Locate every line in the records below that contains the word "dress" and copy each of those lines.

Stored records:
——————
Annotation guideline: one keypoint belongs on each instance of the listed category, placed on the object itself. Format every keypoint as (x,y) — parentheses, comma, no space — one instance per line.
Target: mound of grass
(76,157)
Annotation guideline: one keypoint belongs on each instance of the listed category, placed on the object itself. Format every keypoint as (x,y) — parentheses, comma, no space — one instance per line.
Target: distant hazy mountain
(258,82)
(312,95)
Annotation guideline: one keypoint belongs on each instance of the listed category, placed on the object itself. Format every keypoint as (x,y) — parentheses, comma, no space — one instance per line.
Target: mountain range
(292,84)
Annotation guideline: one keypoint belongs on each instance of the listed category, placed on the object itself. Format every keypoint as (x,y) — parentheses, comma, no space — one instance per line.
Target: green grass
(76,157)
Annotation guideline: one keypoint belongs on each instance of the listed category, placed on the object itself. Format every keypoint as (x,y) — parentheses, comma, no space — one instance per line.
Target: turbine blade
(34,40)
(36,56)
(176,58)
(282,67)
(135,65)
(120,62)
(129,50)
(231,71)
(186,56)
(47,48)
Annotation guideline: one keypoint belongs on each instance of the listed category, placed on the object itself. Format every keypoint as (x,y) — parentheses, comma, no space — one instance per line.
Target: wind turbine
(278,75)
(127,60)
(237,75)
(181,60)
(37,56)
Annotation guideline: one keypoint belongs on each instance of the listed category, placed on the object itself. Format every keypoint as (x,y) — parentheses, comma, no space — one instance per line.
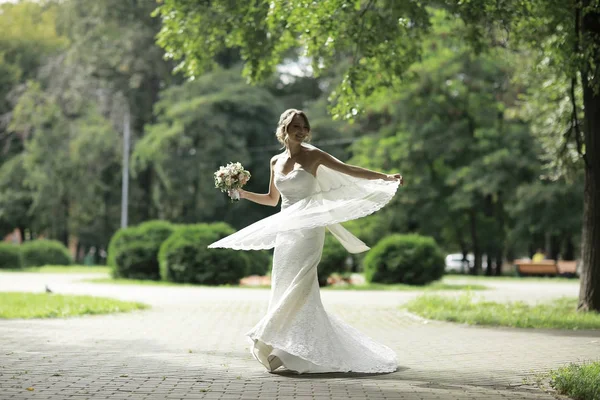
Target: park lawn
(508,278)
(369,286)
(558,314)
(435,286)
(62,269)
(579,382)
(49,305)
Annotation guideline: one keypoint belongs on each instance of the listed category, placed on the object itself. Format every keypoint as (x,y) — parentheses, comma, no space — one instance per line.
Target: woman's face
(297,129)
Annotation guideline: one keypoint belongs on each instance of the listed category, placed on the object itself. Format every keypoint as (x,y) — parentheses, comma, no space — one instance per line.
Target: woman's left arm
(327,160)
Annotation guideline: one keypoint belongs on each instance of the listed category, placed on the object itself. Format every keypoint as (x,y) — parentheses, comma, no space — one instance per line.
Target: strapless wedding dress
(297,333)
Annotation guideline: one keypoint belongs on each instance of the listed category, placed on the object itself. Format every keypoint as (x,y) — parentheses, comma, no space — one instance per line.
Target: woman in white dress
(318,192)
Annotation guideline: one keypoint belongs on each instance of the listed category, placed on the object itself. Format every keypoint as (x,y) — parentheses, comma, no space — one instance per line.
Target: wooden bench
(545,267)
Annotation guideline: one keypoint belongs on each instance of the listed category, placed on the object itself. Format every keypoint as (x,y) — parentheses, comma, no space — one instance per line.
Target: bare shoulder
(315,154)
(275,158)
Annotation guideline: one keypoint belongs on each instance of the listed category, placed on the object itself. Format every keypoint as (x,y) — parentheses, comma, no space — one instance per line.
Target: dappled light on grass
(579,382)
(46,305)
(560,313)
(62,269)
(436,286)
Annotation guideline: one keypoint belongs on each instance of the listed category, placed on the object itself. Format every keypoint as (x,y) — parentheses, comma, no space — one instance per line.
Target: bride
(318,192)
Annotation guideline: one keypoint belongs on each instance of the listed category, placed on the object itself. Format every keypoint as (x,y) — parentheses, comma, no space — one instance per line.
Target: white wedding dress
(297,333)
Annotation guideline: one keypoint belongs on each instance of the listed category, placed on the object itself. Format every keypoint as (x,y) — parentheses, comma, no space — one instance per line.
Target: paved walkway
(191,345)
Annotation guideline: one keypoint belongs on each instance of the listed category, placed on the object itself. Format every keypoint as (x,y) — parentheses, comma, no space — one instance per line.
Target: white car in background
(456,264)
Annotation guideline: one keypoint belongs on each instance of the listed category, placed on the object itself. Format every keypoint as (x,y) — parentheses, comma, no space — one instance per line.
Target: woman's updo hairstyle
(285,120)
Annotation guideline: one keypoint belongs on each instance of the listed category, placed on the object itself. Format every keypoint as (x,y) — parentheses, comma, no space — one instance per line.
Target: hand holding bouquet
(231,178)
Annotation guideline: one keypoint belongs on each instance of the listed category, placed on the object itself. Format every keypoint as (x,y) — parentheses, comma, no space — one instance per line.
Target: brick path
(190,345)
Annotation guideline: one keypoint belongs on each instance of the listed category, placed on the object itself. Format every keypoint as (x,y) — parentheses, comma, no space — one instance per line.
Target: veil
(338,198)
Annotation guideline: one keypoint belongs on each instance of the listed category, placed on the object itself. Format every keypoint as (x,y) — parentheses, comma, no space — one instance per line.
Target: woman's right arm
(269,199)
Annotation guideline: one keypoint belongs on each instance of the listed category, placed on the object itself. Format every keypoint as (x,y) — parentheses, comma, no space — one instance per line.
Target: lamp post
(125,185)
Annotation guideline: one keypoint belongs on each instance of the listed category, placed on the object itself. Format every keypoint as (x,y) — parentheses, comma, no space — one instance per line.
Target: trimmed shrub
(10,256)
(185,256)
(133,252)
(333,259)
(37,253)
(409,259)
——————
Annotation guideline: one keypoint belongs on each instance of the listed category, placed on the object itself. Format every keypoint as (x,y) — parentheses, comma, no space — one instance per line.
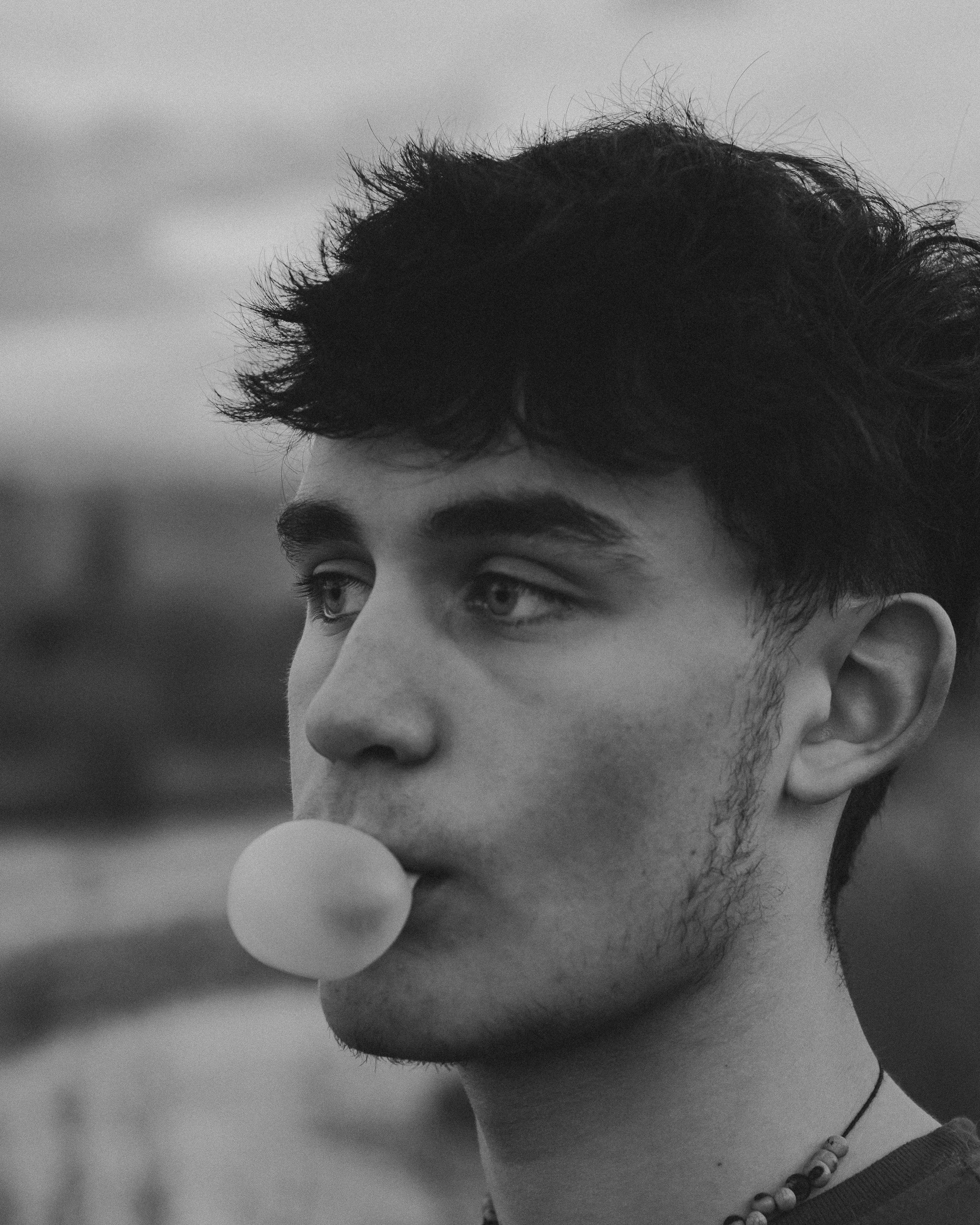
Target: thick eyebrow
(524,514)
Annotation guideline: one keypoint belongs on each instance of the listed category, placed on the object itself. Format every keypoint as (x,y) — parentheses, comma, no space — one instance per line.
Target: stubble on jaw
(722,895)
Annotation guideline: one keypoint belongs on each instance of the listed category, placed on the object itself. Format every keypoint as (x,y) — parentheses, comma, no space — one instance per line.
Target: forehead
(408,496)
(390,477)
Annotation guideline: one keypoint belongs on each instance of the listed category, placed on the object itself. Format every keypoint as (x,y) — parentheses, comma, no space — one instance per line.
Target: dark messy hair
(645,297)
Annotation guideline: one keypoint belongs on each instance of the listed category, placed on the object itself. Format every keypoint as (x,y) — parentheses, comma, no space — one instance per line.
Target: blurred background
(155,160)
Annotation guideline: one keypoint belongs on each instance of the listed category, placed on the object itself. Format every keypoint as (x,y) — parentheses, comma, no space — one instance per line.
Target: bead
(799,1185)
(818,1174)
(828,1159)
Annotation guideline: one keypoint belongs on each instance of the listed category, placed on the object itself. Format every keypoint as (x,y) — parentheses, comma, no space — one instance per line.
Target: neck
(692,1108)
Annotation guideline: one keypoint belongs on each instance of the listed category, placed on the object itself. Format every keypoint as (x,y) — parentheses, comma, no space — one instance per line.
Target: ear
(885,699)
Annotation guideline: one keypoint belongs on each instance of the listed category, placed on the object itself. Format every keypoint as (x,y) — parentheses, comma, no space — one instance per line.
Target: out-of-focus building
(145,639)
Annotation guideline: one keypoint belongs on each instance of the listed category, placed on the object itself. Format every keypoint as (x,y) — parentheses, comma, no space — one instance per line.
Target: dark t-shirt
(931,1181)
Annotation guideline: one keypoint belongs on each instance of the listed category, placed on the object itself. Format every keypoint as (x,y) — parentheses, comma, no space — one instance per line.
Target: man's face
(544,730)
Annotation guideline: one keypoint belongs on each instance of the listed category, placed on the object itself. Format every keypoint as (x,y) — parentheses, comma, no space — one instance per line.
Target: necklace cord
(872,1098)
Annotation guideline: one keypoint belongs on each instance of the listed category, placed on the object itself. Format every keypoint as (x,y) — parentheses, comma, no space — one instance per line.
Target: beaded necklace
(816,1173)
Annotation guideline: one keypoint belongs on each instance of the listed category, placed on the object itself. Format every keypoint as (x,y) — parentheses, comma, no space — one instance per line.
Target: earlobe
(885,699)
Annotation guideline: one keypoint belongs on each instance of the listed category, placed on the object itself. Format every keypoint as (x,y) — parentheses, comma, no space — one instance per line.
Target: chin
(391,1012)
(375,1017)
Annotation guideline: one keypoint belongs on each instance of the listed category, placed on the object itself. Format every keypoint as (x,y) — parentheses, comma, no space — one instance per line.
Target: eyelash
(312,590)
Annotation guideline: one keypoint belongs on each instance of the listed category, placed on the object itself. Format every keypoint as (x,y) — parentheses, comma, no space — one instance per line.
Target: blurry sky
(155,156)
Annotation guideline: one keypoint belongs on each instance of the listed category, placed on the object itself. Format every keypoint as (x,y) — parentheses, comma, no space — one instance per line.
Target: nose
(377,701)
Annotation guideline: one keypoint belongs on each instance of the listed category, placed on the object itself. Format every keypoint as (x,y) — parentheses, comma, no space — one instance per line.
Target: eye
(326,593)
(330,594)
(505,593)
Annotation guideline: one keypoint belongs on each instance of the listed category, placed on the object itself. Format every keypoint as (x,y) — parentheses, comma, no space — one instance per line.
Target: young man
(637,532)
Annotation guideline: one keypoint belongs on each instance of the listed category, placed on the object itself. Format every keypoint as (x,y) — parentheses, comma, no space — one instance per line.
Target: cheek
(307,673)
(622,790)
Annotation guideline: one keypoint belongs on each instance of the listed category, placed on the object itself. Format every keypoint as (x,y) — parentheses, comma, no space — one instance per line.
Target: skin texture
——————
CORRECT RESPONSE:
Target: strapless wedding dress
Target: woman in white dress
Target: white wedding dress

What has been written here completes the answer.